Content starts
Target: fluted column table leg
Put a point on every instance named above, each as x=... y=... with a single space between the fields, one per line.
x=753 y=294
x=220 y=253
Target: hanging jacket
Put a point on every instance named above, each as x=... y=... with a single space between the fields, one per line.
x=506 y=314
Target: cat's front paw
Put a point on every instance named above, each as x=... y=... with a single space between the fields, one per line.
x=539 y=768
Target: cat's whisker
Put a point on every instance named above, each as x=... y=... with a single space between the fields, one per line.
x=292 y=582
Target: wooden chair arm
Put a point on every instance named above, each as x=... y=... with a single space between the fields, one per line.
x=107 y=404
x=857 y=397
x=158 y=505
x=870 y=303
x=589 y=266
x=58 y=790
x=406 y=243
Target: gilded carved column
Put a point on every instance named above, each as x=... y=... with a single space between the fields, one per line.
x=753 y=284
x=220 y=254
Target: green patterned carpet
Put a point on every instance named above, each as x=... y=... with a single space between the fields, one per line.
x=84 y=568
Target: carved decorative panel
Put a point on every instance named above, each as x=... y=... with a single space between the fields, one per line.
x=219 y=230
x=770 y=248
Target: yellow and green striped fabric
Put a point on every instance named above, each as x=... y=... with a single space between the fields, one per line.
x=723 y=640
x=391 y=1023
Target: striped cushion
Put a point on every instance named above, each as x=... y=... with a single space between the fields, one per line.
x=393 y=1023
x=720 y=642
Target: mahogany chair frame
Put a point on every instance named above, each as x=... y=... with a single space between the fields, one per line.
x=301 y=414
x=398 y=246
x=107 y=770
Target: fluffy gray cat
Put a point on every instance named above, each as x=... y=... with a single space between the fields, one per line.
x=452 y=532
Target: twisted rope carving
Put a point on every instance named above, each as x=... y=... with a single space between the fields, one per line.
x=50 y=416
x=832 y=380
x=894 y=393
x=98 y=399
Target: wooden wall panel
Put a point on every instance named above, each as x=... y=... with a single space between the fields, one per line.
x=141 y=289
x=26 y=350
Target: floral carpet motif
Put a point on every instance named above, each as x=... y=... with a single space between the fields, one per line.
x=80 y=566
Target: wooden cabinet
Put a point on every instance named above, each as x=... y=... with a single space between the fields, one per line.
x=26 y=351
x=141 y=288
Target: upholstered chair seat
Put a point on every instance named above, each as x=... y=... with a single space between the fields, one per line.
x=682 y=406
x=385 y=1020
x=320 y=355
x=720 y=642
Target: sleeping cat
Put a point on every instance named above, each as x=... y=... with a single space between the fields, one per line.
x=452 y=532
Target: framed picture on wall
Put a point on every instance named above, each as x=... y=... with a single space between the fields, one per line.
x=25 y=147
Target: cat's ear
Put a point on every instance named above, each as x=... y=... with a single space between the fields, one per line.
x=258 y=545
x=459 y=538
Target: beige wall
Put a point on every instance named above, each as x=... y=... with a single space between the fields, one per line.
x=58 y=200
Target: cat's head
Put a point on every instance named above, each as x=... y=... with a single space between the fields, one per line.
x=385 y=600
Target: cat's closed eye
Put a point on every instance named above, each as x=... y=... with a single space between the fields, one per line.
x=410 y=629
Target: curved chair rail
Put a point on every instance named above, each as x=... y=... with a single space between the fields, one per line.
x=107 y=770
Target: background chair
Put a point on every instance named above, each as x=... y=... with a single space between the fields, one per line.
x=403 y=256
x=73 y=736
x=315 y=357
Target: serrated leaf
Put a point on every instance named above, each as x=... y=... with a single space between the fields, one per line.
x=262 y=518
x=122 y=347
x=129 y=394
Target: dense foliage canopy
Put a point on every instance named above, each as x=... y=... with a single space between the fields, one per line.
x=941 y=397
Content ends
§ Problem:
Print exactly the lines above, between the one holding "Target: sleeping cat" and the one holding "Target: dense foliage canopy", inclusive, and nothing besides.

§ Written response:
Target: sleeping cat
Put a point on every instance named above, each as x=... y=... with a single space between the fields, one per line.
x=452 y=532
Target: framed picture on wall
Put a point on every instance named above, each as x=... y=... with a single space between the fields, one per line.
x=25 y=147
Target: cat's ear
Put a point on every instance named above, each as x=... y=... with a single space between the fields, one per line.
x=258 y=545
x=459 y=538
Target: beige wall
Put a point on every instance named above, each as x=... y=... with a single space between the fields, one per line.
x=58 y=200
Target: cat's head
Put a point on every instance named above, each as x=... y=... with a single space between the fields, one per line.
x=385 y=600
Target: cat's closed eye
Put a point on every instance named above, each as x=... y=... with a single space between the fields, one per line.
x=410 y=629
Target: curved chair rail
Put a point on every instance named above, each as x=... y=... with a single space between the fields, one per line.
x=107 y=770
Target: background chair
Put a point on every instance named above, each as x=... y=... with a single space between the fields, one per line.
x=403 y=256
x=73 y=736
x=315 y=357
Target: serrated leaf
Put a point on every instance named above, each as x=... y=... with a single space between the fields, one per line.
x=262 y=518
x=122 y=347
x=129 y=394
Target: dense foliage canopy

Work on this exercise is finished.